--- start Data lines ---
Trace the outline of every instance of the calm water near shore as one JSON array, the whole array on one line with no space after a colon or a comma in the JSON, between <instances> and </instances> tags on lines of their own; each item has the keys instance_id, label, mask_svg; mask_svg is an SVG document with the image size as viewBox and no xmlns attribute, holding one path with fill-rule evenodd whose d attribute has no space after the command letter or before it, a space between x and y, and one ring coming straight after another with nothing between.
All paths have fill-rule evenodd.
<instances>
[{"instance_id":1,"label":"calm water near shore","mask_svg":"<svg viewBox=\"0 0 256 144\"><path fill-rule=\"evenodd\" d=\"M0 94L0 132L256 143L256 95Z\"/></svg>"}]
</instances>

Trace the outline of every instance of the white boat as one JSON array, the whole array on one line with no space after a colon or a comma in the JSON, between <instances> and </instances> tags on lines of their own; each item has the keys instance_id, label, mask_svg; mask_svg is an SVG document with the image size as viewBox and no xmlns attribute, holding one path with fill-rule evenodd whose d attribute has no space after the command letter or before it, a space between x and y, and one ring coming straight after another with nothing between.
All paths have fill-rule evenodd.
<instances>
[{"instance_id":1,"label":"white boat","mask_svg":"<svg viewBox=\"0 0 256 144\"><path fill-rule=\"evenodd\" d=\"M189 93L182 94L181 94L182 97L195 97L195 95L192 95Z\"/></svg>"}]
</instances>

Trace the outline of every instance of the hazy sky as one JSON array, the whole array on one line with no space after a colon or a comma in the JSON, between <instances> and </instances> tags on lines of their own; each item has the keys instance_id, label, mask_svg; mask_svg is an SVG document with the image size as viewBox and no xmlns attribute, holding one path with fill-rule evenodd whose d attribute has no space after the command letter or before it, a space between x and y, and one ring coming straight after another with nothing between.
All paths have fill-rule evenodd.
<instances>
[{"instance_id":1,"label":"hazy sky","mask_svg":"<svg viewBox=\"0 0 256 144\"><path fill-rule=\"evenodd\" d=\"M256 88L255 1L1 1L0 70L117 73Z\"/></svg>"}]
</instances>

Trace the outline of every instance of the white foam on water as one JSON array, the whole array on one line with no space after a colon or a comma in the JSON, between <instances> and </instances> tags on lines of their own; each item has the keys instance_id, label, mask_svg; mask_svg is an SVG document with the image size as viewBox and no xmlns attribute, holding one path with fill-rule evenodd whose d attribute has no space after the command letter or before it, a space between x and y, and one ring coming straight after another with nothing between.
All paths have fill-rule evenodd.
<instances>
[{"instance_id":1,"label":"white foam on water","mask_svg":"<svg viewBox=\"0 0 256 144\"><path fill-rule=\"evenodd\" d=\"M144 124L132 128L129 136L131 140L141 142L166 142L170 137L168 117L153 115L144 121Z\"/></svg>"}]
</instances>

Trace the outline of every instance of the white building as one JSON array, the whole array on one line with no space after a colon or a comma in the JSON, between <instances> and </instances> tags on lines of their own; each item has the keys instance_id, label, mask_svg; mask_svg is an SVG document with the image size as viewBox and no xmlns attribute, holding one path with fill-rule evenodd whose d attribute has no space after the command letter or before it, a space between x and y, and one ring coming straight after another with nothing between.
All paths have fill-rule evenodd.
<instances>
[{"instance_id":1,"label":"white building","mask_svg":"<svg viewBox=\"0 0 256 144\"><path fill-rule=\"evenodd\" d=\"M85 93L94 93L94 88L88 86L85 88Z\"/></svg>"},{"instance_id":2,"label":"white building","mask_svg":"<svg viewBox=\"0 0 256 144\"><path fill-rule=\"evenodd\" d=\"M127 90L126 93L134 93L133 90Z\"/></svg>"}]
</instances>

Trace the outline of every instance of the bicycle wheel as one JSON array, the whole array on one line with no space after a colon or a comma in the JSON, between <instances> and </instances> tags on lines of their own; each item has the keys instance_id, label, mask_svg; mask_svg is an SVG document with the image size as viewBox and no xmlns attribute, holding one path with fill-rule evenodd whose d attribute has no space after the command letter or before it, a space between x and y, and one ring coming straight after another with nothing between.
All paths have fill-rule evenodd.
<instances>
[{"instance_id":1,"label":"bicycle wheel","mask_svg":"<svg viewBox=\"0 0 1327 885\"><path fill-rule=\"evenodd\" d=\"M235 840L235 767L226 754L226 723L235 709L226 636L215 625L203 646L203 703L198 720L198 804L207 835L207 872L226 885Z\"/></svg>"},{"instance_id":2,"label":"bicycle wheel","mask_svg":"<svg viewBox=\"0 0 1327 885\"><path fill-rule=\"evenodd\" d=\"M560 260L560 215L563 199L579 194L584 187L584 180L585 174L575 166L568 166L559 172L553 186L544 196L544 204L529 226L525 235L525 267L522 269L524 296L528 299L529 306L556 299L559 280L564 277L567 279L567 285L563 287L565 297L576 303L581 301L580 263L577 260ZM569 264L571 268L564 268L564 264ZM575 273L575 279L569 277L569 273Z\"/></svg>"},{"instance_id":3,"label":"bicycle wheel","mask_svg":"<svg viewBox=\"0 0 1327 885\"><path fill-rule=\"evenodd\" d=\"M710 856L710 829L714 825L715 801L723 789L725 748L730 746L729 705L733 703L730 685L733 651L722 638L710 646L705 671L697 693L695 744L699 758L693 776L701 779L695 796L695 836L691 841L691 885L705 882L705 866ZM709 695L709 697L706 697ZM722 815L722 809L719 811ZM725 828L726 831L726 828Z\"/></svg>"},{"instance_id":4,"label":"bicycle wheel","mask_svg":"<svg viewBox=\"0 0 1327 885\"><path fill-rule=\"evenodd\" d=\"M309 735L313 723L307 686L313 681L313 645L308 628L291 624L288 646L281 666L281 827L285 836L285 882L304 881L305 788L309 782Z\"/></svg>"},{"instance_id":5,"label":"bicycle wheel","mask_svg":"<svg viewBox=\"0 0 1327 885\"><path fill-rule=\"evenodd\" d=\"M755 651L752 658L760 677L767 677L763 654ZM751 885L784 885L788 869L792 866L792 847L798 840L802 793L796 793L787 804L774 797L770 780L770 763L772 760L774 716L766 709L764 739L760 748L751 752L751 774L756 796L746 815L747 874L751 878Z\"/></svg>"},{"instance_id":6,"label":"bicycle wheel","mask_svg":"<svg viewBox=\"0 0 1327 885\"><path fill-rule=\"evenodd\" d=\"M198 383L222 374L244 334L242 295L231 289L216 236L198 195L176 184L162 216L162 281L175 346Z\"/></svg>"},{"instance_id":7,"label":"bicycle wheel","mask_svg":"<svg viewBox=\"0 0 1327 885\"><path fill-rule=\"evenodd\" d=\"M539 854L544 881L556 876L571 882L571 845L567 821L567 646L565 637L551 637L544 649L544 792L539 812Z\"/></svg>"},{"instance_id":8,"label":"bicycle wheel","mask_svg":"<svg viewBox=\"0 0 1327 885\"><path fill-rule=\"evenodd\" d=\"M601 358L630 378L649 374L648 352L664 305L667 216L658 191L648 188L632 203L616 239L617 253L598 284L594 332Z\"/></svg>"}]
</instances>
--- end Data lines ---
▶ **Goal of the exercise**: Count the lines above that contain the string "foam", treating uppercase and lowercase as different, and reply with the number alone.

▶ **Answer for this exercise**: 2